INFORMATION SHOWN:
====
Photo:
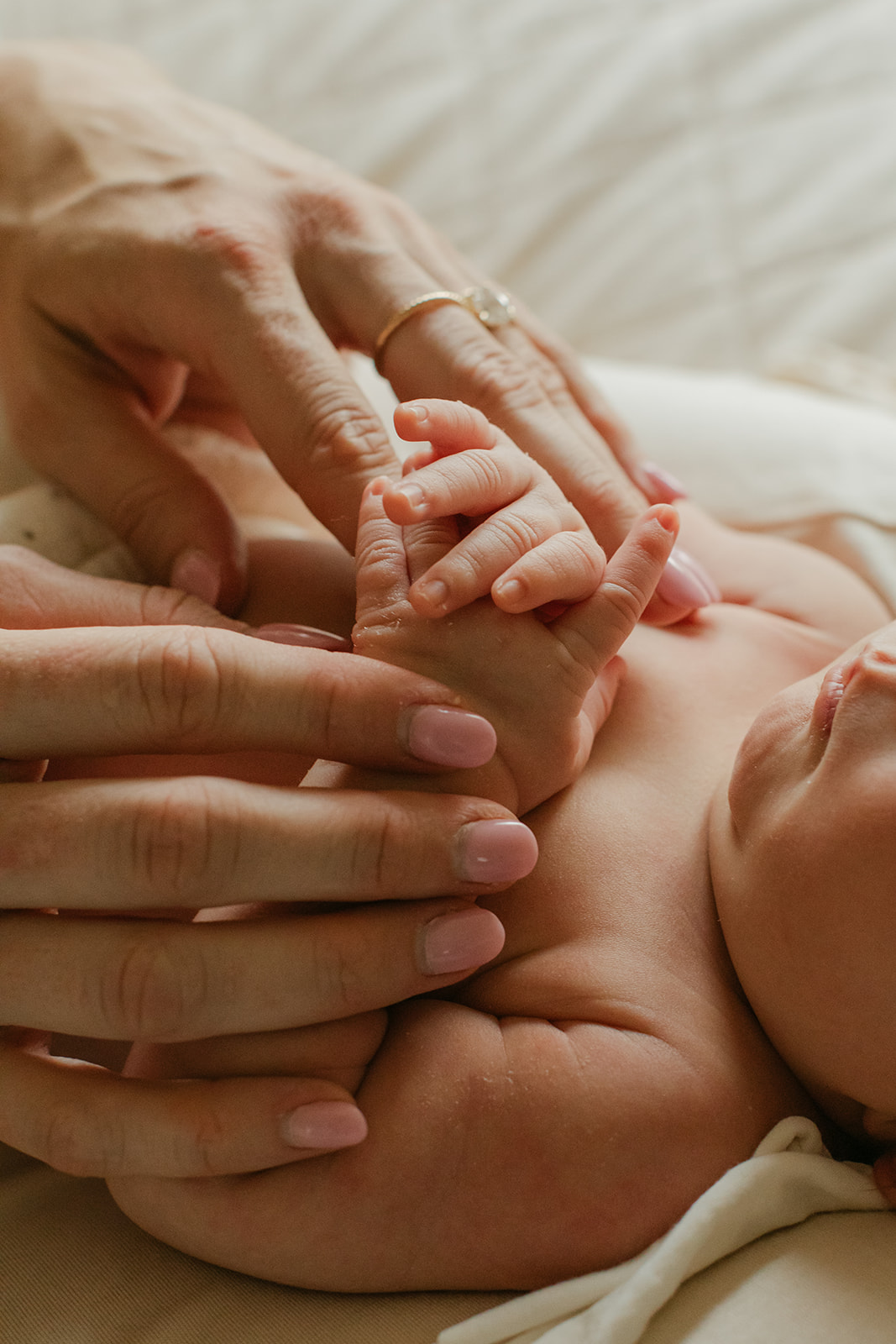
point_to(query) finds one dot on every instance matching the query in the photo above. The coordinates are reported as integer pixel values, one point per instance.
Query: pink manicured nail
(302, 636)
(196, 573)
(324, 1124)
(443, 736)
(664, 488)
(687, 584)
(495, 851)
(461, 941)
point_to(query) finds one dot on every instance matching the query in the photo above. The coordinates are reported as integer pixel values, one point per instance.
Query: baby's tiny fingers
(566, 568)
(474, 483)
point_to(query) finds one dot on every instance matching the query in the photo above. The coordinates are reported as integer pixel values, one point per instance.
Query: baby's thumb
(600, 699)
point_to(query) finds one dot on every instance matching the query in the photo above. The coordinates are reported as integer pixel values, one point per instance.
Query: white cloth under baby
(789, 1179)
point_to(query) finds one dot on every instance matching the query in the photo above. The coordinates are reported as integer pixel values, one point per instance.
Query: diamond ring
(492, 307)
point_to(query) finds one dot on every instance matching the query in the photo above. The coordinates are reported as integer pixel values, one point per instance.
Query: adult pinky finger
(566, 568)
(86, 1121)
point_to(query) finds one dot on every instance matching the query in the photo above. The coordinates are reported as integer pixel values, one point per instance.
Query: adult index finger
(191, 690)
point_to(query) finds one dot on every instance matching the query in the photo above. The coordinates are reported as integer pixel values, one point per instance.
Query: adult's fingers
(167, 981)
(210, 842)
(221, 299)
(89, 1122)
(191, 690)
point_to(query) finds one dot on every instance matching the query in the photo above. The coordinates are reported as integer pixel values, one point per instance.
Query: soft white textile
(789, 1179)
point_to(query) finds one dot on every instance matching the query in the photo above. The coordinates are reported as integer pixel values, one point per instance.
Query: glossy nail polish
(324, 1124)
(495, 851)
(445, 736)
(463, 940)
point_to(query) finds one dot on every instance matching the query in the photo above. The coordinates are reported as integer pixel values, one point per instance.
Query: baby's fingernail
(510, 591)
(661, 486)
(432, 591)
(302, 636)
(685, 582)
(196, 573)
(324, 1124)
(443, 736)
(459, 941)
(495, 851)
(411, 492)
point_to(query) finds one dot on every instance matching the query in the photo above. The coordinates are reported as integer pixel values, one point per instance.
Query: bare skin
(167, 261)
(564, 1106)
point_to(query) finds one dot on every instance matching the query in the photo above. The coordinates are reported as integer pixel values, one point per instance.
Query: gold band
(490, 306)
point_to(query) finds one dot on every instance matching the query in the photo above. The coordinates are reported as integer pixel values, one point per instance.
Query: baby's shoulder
(785, 578)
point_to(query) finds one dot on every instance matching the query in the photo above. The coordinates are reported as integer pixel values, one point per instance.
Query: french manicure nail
(445, 736)
(324, 1124)
(302, 636)
(196, 573)
(461, 941)
(685, 582)
(495, 851)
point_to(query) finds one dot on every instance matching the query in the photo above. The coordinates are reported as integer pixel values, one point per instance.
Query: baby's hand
(544, 687)
(528, 546)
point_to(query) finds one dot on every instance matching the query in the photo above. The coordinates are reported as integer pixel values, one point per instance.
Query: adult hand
(165, 674)
(165, 260)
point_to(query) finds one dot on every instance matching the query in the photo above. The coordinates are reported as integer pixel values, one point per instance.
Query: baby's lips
(304, 638)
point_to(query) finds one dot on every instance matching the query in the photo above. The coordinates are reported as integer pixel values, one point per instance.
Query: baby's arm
(783, 577)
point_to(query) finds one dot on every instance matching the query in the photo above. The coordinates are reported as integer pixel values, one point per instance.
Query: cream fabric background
(703, 183)
(687, 181)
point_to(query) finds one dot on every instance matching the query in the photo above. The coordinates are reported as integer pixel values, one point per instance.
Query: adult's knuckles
(181, 844)
(183, 683)
(70, 1139)
(495, 380)
(344, 438)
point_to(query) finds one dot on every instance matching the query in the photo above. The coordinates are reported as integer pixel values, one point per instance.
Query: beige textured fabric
(73, 1270)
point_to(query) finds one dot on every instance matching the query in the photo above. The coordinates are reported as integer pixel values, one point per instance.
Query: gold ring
(492, 308)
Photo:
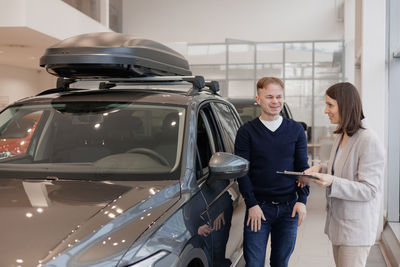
====
WHAT YOU WILL DO:
Retype the entries verbatim and drop the pictures.

RESPONSE TO THE TASK:
Photo:
point_to(query) finds one dot on every instance matching the query in the photo above. The coordinates are reported as integer pixel values, one point per instance.
Query: pink manicured nail
(302, 636)
(196, 573)
(324, 1124)
(443, 736)
(664, 488)
(687, 584)
(495, 851)
(461, 941)
point_to(query) finds one dot on every instance matching the query in the photo above. The coordinates are reported as integer pixel values, one point per instance.
Query: baby's tiny fingers
(566, 568)
(474, 483)
point_to(query) finds one dot on every instance matching the query in the photo above. The coordinates are reported as integer pixel values, one point per instance.
Query: baby's thumb
(600, 699)
point_to(query) finds one dot on every instance matching the query in the photo above. The coordinates are reported as integer pixel values, one point per instance.
Query: white cloth under baby
(789, 1179)
point_to(query) finds one dot on every instance matching the query in the photo above. The coordinates are reported as integer pixel values, one point per instance.
Query: diamond ring
(492, 307)
point_to(query) finds one dot on every instance matching the query in the photo above. The coordinates are reported as integer pixel values, one point per instance.
Query: adult pinky finger
(566, 568)
(86, 1121)
point_to(query) finds one dot on every instance matching the query in the photo above. The coordinates are reported as integer pixel values, one point per instance.
Query: adult index finger
(191, 690)
point_to(query) finds one dot on every instance matching the query in the photo above. The coordinates are reported as integer pixel values, one point per instance.
Query: adult's fingers
(167, 981)
(210, 842)
(221, 299)
(89, 1122)
(191, 690)
point_to(query) finds one dot on every instance matching the query in the photo above. The coordinates are reported as integer pixel values, one point per instance.
Query: soft white textile
(789, 1179)
point_to(query) finds one dot on every instance matching the query in the photo above. The coordinates are reported as integer pixel values, one point per instance.
Query: glossy nail polish
(324, 1124)
(495, 851)
(445, 736)
(463, 940)
point_to(query) finds one dot on every instance matching the query in the photo above. The coordinates are reported as integer pixel values, one point per instance.
Query: baby's fingernail
(510, 591)
(661, 486)
(432, 591)
(302, 636)
(685, 582)
(196, 573)
(324, 1124)
(443, 736)
(459, 941)
(495, 851)
(411, 492)
point_to(query) finds one dot on every instance matching the query in the photo above. The coordinates are reported as integer pixel values, one point per instance.
Query: bare skin
(167, 261)
(564, 1106)
point_to(query) finds one dot on every instance matching the query in the photo above. The coordinates are reported as integer pixel values, one point per instance.
Query: gold band
(490, 306)
point_to(query) finds one dot on every instance matching the query in the photo above. The coordinates are reported as integer pixel values, one point per instance.
Query: baby's shoulder
(785, 578)
point_to(query) finds one dot on every instance matching the query in the photo above. The coordinates are reported as integer pixel values, one point per instance.
Query: french manicure nail
(445, 736)
(324, 1124)
(302, 636)
(196, 573)
(461, 941)
(685, 582)
(495, 851)
point_to(query) finds one dot on every instance matching the query in the photo above. The coordinates are reported as integer pixel values, one point per instance.
Query: baby's hand
(544, 687)
(528, 546)
point_to(query) finds one dot on every instance matching the query in the photo above. The coordinates are reported as integer pixel values, one point per instance.
Query: adult hand
(165, 674)
(165, 260)
point_to(query) finds one dot on every instance matching the query in the photo above. The coordinates are reported as integer pixel values, one point per instance.
Query: baby's lips
(304, 638)
point_to(query) finds one dot on every instance matching the query in the photo above. The coordinates are reported as integer pixel values, one point per instance.
Query: baby's arm
(783, 577)
point_to(query) finds one dot on every instance matching the query in the photo above. The coordinates are reported as integer pixel values, one point per instance.
Query: cream fabric background
(703, 183)
(687, 181)
point_to(query) finds one dot on every instance matching the query in the photo above. The coordinates are reported as integer pixel values, one point per instance.
Query: adult's knuckles
(181, 844)
(183, 683)
(70, 1139)
(495, 380)
(344, 438)
point_to(query) finds one dot on every instance matching the query in the photo above. The coordinates are reported as integer pixel values, one point per instance.
Query: beige textured fabric
(73, 1270)
point_to(query) finds one dot on every instance matching the query in the photo above. The coordinates are reported as integer pixel values, one point per instance.
Query: gold ring
(492, 308)
Photo:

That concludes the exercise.